━━━ Passage shown

Proceeds of Crime Act 1991
[9] Section 15 provides:
15 Forfeiture orders
(1) On the hearing of an application for a forfeiture order in respect of a person’s conviction of a serious offence, the Court may, if it is satisfied that property specified in the application is tainted property in respect of the offence, order that such of the property as is specified by the Court is forfeited to the Crown.
(2) In considering whether or not to make an order under subsection (1) of this section in respect of particular property, the Court may have regard to--
(a) The use that is ordinarily made, or was intended to be made, of the property; and
(b) Any undue hardship that is reasonably likely to be caused to any person by the operation of such an order; and
(c) The nature and extent of the offender’s interest in the property (if any), and the nature and extent of any other person’s interest in it (if any); and
(d) In addition to the matter referred to in section 14(1)(b) of this Act, any other matter relating to the nature and circumstances of the offence or the offender, including the gravity of the offence.

━━━━━━
━━━ Dataset records

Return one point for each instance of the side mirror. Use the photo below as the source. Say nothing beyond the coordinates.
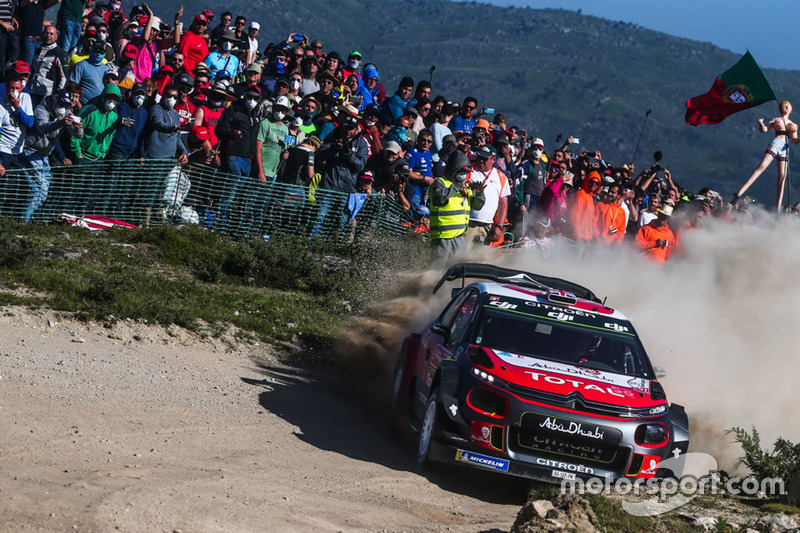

━━━━━━
━━━ Dataset records

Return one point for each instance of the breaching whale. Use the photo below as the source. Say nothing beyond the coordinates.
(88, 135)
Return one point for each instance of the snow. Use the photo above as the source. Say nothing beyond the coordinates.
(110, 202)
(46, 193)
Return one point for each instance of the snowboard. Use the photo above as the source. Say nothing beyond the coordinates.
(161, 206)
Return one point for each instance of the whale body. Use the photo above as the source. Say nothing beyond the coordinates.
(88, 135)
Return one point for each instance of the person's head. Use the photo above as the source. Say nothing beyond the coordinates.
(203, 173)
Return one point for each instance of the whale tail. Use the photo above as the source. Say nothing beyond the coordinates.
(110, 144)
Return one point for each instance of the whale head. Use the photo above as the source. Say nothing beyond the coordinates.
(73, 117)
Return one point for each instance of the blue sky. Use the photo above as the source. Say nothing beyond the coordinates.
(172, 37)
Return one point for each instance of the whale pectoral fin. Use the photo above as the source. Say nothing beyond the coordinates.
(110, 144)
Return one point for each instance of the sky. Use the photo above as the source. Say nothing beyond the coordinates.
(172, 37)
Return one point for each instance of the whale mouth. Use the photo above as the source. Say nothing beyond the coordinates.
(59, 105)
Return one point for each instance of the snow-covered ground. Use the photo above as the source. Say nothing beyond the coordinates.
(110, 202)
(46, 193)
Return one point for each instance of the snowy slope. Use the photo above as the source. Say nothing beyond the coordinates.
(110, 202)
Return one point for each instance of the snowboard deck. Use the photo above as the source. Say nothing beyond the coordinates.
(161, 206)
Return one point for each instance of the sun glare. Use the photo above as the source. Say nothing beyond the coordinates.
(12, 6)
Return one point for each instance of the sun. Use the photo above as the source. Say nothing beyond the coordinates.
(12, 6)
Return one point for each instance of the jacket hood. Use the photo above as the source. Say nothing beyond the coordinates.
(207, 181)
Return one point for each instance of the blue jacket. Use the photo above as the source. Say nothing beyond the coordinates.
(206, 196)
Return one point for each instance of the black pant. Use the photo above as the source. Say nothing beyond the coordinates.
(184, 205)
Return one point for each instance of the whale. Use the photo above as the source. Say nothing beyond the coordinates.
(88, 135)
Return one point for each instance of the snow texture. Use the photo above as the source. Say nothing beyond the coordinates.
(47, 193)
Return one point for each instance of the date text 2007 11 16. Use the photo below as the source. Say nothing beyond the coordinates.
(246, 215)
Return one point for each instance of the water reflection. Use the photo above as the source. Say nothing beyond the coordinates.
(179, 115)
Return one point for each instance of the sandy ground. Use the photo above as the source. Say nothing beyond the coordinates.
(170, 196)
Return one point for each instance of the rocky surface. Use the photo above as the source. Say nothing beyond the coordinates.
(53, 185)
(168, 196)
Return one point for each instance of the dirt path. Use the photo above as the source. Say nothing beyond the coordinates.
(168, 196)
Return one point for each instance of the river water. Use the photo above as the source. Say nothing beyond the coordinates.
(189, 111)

━━━━━━
━━━ Dataset records

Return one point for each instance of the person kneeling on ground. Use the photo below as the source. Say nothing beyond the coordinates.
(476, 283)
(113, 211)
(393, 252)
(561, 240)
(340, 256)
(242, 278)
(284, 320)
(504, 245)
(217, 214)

━━━━━━

→ Tasks for this exercise
A - In the Proceeds of Crime Act passage, reproduce word for word the stretch from "(2) In considering" through "of the offence.".
B - Do the following statements agree with the Proceeds of Crime Act passage? For each, answer yes or no and quote the deciding words. (i) Property forfeited under the section goes to the Crown. (ii) The Court must forfeit all of the property specified in the application. (iii) The Court may consider hardship that an order is likely to cause to any person.

→ Answer list
A -
(2) In considering whether or not to make an order under subsection (1) of this section in respect of particular property, the Court may have regard to--
(a) The use that is ordinarily made, or was intended to be made, of the property; and
(b) Any undue hardship that is reasonably likely to be caused to any person by the operation of such an order; and
(c) The nature and extent of the offender’s interest in the property (if any), and the nature and extent of any other person’s interest in it (if any); and
(d) In addition to the matter referred to in section 14(1)(b) of this Act, any other matter relating to the nature and circumstances of the offence or the offender, including the gravity of the offence.

B -
(i) Yes: "order that such of the property as is specified by the Court is forfeited to the Crown."
(ii) No: "order that such of the property as is specified by the Court is forfeited to the Crown."
(iii) Yes: "Any undue hardship that is reasonably likely to be caused to any person by the operation of such an order"